For today’s Daily Grind, we’re going to get right into an exercise. Take
your pen in hand and consider this scenario:

“For two summers, he had whined to his mother to let him ride the roller
coaster by himself. Finally she consented. If she hadn’t, he and 27
others wouldn’t be hanging upside down as rescue workers scrambled below
trying to figure out why the ride abruptly stopped in mid-loop.”

Now sit down and write 10 possible answers to the question, “what’s
going on here?” Take your time, I’ll wait.

When you’re done, look over what you wrote. Were your paragraphs all
similar, just a variation on a theme? Were they wildly different? Did
your paragraphs focus on the event at hand or did you explore the back
story? The future?

As writers, we need to stretch our creativity. When our writing presents
us with a problem, we should rely on our creativity to get us out. That
problem may be a sticky plot point, a troublesome character, or even a
setting that “feels” wrong. Instead of sweeping the problem under the
rug of procrastination, sit down and think of ten different ways to
approach it. The key is to use your imagination. Some of your solutions
will be straight forward, even a bit mundane. But the more you write,
the more you will find yourself discovering new and unexpected
solutions. Let’s consider just a few possible responses for our hapless
roller coaster rider:

--When the workers finally rescue the riders, the boy is reunited with
his frantic mother who just keeps repeating, “I knew it! I knew it!” It
is years before she lets him out of her sight.

Task requirements »
**1)** In the writing exercise's scenario, how many others are hanging upside down along with the boy?
**2)** Reproduce word for word the stretch of the writing exercise from "--When the workers" through "of her sight.".
Work only from the writing exercise above.

Stored rows »
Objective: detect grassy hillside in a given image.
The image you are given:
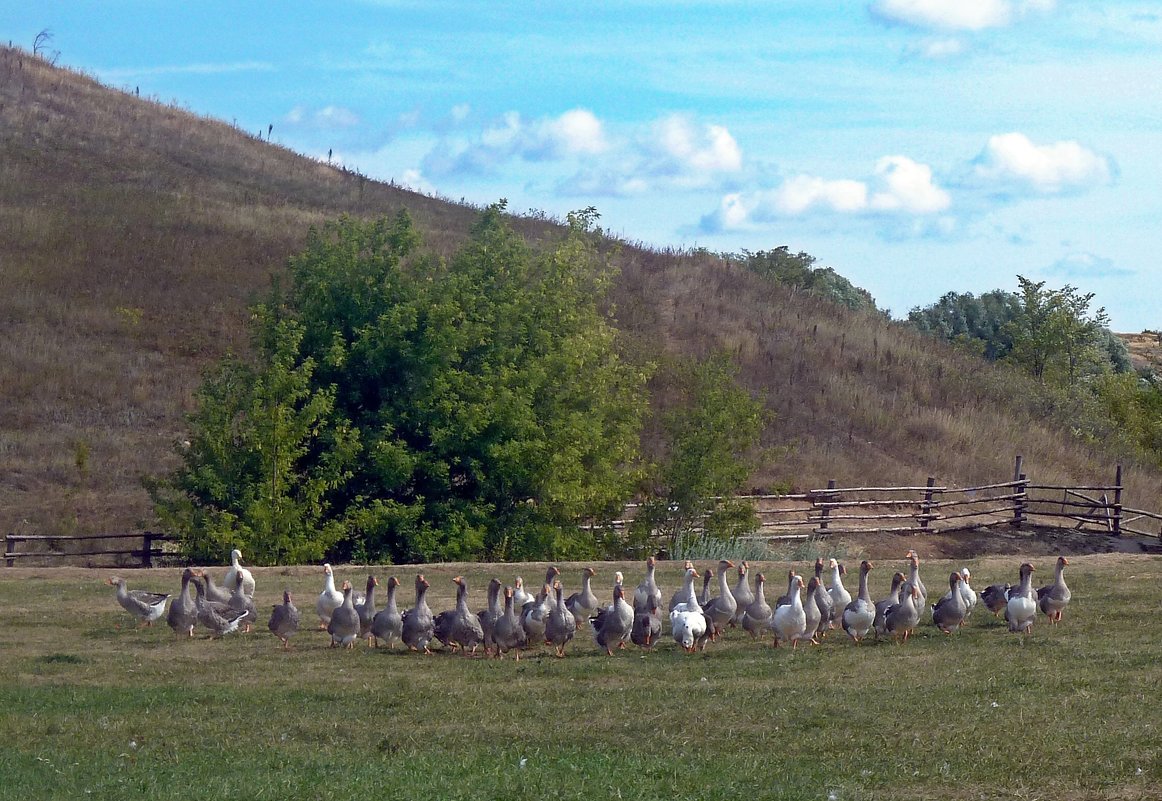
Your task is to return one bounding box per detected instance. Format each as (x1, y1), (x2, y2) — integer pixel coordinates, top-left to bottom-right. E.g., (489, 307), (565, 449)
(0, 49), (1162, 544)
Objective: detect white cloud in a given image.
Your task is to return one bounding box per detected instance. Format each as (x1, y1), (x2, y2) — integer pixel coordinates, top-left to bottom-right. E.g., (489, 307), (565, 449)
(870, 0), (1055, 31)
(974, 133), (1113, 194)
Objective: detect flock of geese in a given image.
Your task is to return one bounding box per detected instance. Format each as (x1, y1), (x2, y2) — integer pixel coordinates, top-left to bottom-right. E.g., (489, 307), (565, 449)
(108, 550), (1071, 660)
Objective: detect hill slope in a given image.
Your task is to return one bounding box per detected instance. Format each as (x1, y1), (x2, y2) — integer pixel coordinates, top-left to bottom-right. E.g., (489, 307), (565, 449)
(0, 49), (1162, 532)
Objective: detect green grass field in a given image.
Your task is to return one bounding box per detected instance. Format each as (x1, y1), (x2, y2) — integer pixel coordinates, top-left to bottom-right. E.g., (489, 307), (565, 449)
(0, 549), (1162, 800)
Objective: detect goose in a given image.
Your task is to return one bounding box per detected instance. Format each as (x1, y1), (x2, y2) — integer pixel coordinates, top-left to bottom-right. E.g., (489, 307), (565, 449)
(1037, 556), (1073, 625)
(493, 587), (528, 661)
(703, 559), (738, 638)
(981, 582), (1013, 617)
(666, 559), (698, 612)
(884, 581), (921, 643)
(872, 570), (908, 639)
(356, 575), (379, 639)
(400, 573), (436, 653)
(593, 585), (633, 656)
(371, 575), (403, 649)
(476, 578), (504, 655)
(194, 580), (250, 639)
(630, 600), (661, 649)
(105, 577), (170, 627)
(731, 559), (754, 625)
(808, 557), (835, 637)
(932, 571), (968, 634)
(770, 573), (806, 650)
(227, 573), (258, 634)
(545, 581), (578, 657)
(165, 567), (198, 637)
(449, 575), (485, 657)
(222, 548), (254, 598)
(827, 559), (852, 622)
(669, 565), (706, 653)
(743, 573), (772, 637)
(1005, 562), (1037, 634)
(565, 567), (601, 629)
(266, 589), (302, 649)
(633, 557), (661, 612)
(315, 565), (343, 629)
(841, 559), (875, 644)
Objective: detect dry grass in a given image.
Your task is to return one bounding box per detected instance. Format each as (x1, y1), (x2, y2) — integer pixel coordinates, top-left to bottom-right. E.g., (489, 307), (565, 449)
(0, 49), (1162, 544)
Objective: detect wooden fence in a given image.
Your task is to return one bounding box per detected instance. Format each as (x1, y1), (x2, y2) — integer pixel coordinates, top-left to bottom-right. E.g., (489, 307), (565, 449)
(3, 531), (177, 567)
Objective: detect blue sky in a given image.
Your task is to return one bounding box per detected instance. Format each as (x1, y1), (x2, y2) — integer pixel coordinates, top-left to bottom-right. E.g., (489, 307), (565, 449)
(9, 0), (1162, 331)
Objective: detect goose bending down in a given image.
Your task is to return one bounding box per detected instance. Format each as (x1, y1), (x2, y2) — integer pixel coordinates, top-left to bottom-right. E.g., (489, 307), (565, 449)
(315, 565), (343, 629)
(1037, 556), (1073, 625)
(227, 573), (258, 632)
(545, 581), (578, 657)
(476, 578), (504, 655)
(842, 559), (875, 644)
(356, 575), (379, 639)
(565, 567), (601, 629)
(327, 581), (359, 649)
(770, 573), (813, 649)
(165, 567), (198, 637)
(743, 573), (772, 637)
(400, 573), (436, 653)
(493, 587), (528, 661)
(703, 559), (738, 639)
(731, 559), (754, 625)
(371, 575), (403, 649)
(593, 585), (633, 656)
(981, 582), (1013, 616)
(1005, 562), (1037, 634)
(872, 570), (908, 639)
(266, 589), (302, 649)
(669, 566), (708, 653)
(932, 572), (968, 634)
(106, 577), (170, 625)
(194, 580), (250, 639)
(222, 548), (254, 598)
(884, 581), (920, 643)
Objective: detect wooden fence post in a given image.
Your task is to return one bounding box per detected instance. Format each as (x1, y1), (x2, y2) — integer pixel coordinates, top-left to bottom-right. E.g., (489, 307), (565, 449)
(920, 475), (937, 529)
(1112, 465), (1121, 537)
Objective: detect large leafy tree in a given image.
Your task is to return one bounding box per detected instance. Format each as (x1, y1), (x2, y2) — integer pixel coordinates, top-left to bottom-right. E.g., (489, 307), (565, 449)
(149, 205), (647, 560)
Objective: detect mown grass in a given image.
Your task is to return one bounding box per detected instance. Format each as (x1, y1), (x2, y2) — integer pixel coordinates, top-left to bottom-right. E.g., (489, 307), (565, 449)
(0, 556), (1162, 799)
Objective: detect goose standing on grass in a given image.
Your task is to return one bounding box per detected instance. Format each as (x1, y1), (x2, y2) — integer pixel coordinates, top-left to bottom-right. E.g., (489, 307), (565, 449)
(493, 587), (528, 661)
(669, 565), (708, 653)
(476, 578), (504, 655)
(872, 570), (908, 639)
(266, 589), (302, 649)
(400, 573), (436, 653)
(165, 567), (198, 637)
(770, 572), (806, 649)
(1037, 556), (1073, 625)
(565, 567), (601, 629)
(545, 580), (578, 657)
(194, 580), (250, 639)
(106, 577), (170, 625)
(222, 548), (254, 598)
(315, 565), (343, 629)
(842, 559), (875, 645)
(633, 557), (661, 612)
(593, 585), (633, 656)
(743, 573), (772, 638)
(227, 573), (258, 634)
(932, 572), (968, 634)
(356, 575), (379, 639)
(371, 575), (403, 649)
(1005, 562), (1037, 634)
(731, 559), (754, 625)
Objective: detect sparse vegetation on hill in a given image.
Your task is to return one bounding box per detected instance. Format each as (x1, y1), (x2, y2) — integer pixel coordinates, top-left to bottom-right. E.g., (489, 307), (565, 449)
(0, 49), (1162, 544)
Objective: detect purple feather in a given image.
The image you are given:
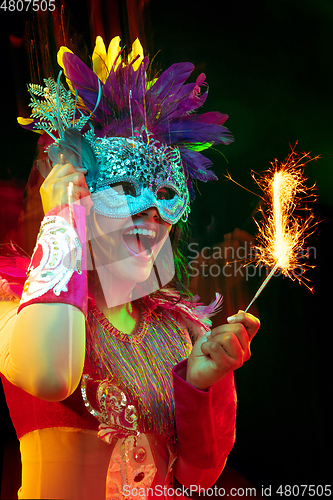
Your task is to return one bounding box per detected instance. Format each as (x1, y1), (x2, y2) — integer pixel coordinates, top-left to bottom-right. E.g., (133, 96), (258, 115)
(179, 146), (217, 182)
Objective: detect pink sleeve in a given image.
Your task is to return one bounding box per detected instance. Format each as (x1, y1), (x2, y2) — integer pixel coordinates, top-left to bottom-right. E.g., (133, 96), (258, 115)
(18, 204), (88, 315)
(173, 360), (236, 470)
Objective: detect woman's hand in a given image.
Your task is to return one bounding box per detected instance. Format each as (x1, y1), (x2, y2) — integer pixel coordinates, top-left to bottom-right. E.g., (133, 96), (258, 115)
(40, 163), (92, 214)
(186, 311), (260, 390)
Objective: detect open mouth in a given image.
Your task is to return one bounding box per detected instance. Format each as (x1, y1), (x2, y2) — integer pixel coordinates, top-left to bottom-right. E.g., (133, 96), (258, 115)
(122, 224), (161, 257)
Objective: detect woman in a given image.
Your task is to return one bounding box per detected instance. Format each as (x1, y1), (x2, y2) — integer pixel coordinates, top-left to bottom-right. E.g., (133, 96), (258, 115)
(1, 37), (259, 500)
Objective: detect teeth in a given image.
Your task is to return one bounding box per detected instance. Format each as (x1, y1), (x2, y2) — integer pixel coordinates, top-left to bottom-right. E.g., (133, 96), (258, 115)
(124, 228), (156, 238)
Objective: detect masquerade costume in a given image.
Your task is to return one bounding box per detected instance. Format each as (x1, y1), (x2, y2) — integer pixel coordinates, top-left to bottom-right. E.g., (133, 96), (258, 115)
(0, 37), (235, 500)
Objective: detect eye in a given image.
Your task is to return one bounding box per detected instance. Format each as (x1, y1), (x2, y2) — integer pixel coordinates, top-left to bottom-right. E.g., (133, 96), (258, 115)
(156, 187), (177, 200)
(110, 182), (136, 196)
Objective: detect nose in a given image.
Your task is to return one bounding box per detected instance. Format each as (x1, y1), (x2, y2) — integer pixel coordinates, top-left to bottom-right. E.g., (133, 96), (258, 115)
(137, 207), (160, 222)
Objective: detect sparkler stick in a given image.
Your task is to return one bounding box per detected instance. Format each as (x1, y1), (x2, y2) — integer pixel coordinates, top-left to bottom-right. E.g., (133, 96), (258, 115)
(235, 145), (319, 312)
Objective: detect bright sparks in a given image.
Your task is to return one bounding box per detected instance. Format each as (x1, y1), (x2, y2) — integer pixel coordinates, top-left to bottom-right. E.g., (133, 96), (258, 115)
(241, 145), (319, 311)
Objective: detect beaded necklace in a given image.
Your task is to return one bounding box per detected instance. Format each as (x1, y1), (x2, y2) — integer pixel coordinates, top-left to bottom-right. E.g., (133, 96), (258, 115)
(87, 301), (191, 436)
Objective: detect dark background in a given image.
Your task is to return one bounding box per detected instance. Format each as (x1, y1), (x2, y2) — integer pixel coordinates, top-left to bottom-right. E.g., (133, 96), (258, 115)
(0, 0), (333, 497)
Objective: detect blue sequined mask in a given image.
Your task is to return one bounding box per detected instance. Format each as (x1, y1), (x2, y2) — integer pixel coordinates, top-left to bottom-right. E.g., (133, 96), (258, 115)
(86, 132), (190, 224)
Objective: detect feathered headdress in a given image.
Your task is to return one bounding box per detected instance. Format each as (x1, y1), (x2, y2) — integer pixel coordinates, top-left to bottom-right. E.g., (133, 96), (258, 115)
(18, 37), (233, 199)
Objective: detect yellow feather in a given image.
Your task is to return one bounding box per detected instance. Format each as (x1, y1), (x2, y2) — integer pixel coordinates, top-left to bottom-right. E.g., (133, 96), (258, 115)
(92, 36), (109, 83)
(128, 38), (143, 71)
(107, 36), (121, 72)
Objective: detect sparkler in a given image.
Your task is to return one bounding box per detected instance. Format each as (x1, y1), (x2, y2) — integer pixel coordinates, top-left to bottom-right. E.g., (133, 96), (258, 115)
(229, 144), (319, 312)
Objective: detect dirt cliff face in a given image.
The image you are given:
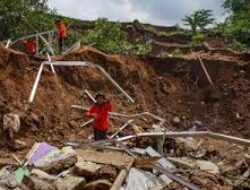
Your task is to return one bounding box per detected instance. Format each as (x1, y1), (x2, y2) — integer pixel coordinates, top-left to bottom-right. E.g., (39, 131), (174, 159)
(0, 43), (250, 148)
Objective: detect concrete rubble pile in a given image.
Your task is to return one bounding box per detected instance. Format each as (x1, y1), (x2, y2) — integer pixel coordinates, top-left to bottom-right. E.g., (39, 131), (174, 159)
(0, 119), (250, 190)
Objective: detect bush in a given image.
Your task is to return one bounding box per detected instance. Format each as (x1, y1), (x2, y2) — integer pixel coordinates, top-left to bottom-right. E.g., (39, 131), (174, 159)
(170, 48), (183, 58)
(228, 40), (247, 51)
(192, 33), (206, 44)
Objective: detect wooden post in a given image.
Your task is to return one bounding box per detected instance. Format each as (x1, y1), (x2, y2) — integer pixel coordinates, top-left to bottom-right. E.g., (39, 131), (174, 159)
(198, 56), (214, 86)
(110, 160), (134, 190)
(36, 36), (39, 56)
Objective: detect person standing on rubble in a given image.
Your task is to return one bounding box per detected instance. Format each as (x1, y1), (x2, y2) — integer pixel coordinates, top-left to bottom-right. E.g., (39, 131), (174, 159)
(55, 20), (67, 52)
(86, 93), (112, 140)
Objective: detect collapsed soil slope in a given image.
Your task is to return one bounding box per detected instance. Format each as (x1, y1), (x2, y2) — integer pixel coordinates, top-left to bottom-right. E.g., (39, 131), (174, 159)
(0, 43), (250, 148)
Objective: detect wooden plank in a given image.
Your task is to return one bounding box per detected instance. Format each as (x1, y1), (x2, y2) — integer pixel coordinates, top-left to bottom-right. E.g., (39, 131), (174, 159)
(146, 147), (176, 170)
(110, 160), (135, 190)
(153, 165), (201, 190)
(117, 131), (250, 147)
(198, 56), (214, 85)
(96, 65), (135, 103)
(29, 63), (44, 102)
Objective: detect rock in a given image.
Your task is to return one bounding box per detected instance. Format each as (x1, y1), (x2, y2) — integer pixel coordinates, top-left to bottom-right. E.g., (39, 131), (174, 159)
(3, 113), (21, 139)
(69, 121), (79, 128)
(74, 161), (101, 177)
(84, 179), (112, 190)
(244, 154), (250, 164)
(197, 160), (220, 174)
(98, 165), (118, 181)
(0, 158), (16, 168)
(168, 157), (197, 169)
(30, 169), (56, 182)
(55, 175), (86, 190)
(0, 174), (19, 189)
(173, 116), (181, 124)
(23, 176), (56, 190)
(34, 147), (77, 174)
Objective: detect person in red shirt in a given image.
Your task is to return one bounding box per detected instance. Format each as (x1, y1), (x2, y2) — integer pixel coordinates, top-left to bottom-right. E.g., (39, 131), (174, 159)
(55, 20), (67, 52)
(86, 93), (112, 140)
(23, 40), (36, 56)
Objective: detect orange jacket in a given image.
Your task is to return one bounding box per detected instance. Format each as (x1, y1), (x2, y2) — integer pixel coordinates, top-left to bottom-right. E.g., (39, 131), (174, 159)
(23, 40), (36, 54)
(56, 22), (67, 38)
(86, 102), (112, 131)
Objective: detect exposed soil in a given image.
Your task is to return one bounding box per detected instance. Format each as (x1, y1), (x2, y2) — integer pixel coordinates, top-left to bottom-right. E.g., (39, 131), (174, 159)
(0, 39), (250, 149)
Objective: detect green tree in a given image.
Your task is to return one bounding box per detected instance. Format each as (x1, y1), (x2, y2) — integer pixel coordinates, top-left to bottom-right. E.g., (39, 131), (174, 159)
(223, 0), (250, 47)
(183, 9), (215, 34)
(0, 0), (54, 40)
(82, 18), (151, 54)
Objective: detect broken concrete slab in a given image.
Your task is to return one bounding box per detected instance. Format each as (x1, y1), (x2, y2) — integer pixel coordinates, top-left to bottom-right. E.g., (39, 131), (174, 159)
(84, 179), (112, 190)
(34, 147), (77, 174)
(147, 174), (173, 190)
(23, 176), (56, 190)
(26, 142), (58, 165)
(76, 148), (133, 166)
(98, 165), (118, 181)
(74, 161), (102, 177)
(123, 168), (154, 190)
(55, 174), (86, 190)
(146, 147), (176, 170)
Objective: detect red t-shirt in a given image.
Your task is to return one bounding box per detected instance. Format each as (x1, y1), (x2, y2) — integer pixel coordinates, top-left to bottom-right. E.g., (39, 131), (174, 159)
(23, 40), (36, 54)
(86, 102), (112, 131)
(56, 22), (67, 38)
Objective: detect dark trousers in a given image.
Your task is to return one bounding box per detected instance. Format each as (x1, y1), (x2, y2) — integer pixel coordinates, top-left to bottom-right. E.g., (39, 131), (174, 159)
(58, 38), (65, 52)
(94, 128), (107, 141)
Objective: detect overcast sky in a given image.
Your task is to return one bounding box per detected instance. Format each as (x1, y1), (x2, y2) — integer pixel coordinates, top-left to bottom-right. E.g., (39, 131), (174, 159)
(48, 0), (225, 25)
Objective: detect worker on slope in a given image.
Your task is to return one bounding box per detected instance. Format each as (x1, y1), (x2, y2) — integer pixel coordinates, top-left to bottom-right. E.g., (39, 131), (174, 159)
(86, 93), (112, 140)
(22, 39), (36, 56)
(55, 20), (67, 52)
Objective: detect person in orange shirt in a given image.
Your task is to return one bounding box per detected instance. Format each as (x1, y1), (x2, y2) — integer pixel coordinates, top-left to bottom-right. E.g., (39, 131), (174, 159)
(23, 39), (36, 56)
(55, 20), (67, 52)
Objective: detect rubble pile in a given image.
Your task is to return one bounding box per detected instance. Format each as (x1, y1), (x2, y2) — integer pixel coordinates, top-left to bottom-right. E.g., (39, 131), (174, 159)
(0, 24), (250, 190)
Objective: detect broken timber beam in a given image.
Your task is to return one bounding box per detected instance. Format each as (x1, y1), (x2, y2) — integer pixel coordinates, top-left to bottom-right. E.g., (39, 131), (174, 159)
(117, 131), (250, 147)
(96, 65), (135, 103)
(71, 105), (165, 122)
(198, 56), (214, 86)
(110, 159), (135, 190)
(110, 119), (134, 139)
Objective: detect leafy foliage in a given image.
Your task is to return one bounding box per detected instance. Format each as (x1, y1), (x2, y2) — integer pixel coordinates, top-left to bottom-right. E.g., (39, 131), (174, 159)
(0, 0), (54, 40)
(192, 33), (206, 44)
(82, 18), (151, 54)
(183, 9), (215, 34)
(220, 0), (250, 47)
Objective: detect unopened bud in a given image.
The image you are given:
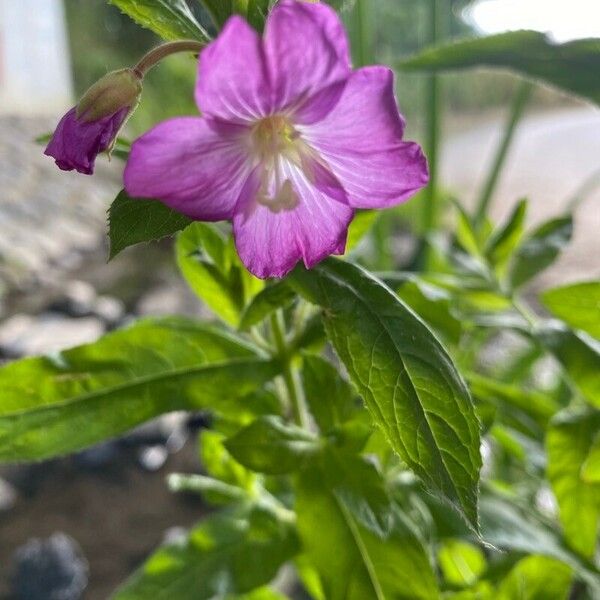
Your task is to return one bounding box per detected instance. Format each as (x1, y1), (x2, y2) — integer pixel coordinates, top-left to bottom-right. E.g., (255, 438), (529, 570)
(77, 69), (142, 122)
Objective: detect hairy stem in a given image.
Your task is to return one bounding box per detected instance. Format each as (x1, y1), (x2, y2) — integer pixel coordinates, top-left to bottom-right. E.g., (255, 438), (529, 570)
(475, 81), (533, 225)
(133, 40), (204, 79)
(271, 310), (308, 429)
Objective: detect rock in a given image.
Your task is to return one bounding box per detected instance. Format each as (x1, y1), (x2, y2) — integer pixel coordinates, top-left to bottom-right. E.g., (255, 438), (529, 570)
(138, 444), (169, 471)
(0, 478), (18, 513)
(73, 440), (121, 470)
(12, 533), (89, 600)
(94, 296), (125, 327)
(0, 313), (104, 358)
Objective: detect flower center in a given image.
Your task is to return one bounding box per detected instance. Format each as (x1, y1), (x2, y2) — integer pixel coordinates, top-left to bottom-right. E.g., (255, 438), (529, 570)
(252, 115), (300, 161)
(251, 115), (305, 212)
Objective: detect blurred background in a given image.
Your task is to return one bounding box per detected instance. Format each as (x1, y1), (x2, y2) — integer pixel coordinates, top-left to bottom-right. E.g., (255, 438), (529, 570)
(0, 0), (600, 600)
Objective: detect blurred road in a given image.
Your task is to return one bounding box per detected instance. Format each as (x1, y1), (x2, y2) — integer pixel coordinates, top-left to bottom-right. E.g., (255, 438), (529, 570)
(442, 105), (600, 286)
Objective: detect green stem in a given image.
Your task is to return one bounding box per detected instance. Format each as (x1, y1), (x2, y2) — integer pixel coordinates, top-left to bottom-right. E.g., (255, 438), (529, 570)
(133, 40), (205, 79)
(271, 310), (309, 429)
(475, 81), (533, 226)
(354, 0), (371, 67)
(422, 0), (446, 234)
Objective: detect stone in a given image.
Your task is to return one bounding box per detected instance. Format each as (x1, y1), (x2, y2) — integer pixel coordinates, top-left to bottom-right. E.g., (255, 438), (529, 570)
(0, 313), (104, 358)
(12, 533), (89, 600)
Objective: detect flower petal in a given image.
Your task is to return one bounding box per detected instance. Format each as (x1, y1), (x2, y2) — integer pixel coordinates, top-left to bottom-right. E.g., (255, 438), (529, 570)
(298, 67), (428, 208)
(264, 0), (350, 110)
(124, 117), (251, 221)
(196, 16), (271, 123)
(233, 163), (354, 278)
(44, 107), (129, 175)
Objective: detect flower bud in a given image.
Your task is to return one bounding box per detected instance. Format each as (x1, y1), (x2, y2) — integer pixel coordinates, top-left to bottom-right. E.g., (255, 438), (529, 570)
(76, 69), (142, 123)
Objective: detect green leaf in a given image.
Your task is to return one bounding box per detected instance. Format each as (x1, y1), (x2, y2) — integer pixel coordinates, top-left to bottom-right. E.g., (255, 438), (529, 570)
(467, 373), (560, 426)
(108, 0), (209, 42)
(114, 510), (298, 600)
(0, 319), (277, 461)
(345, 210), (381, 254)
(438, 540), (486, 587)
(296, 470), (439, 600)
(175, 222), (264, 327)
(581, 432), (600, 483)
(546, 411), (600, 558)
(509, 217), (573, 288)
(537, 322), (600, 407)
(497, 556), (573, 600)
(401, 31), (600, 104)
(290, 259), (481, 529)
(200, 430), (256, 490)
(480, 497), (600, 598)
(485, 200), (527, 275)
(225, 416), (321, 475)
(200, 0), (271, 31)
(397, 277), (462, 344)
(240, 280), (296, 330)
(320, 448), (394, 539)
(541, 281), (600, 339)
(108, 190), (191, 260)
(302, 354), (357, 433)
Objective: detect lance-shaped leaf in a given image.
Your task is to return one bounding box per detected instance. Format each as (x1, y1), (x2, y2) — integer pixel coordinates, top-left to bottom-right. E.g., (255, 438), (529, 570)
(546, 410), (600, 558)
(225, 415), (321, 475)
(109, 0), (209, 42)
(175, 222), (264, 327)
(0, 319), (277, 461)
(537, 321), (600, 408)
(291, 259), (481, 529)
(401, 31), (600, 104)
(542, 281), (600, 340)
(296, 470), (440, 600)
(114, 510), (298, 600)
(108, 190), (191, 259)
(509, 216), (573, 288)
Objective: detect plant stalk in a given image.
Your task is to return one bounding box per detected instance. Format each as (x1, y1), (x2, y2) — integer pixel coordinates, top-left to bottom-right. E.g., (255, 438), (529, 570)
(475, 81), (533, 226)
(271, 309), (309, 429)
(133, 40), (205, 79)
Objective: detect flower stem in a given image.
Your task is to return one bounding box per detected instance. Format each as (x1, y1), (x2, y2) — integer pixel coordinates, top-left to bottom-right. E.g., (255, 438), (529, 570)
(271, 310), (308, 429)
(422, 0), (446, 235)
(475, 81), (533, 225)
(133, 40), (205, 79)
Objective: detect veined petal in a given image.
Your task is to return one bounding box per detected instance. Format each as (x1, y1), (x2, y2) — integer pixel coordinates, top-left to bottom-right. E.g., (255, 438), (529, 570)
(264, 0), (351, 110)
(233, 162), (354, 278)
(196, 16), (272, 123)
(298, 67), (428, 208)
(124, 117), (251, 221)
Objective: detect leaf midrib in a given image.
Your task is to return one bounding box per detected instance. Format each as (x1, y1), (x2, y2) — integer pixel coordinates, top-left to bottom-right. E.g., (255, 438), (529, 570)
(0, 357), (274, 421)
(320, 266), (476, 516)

Written answers »
**1)** 27

**2)**
--When the workers finally rescue the riders, the boy is reunited with
his frantic mother who just keeps repeating, “I knew it! I knew it!” It
is years before she lets him out of her sight.